[START OF Input data]

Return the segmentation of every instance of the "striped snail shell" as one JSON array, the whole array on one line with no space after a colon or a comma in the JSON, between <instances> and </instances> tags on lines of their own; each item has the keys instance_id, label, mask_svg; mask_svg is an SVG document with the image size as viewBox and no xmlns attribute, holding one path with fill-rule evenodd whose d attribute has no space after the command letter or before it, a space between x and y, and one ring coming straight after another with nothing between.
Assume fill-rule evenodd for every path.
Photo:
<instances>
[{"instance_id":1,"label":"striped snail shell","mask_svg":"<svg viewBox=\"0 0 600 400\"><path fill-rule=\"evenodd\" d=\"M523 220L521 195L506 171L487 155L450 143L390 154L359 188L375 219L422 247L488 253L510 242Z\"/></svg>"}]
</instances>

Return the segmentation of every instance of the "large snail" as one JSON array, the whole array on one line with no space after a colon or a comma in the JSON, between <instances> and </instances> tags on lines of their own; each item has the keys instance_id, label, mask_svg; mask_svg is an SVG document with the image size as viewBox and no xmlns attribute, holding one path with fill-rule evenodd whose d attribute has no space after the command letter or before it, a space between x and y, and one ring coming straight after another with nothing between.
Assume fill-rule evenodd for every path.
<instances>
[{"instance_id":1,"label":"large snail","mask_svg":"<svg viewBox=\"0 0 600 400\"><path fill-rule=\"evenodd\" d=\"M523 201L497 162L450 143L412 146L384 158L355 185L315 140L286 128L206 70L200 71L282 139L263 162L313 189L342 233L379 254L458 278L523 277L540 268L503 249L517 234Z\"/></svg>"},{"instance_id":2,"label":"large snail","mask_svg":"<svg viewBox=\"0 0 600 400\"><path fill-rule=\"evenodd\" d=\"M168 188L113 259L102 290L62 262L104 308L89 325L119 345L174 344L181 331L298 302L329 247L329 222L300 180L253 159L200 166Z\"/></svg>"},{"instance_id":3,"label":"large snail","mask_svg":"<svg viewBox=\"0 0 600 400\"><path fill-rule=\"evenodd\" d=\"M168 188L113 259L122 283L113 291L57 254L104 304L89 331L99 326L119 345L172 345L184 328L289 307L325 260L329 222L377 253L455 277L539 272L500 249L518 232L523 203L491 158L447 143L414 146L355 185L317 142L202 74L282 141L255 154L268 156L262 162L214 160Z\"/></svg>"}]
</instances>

[END OF Input data]

--- Exercise details ---
Copy out every item above word for word, changing nothing.

--- Result ---
Return the segmentation of every instance of the "striped snail shell" as one JSON array, the whole array on one line with no space after a colon or a comma in the JSON, between <instances> and </instances> tags on lines of their own; each item has the keys instance_id, label, mask_svg; mask_svg is an SVG document with the image size as viewBox and no xmlns attribute, holding one path with fill-rule evenodd whose d attribute has no space after the command letter or before it, a space between x and y, and one ring coming straight after another with nothing between.
Assume fill-rule evenodd for every path.
Photo:
<instances>
[{"instance_id":1,"label":"striped snail shell","mask_svg":"<svg viewBox=\"0 0 600 400\"><path fill-rule=\"evenodd\" d=\"M523 220L521 195L506 171L487 155L450 143L390 154L359 188L375 219L422 247L488 253L510 242Z\"/></svg>"}]
</instances>

Return the segmentation of every instance of the "large snail" as one JSON array, the whole array on one line with no space after a colon or a comma in the JSON, between <instances> and </instances> tags on lines of their own; each item has the keys instance_id, label, mask_svg; mask_svg is an SVG document with the image size as viewBox and no xmlns attribute, holding one path with fill-rule evenodd whose d attribute has no space after the command letter or before it, a space between x and y, and one ring coming straight after another with nothing between.
Assume fill-rule evenodd for every path.
<instances>
[{"instance_id":1,"label":"large snail","mask_svg":"<svg viewBox=\"0 0 600 400\"><path fill-rule=\"evenodd\" d=\"M523 201L497 162L450 143L412 146L384 158L355 185L315 140L286 128L206 70L200 71L282 139L263 162L313 189L342 233L379 254L458 278L523 277L540 268L503 249L517 234Z\"/></svg>"},{"instance_id":2,"label":"large snail","mask_svg":"<svg viewBox=\"0 0 600 400\"><path fill-rule=\"evenodd\" d=\"M168 188L113 259L102 290L62 262L104 308L89 325L119 345L174 344L181 331L298 302L329 247L329 222L300 180L253 159L200 166Z\"/></svg>"},{"instance_id":3,"label":"large snail","mask_svg":"<svg viewBox=\"0 0 600 400\"><path fill-rule=\"evenodd\" d=\"M168 188L113 259L122 283L113 291L57 254L104 304L89 331L99 326L119 345L172 345L184 328L289 307L325 260L329 222L377 253L455 277L539 272L500 249L518 232L523 203L491 158L447 143L414 146L355 185L317 142L202 74L282 141L255 154L268 156L262 162L214 160Z\"/></svg>"}]
</instances>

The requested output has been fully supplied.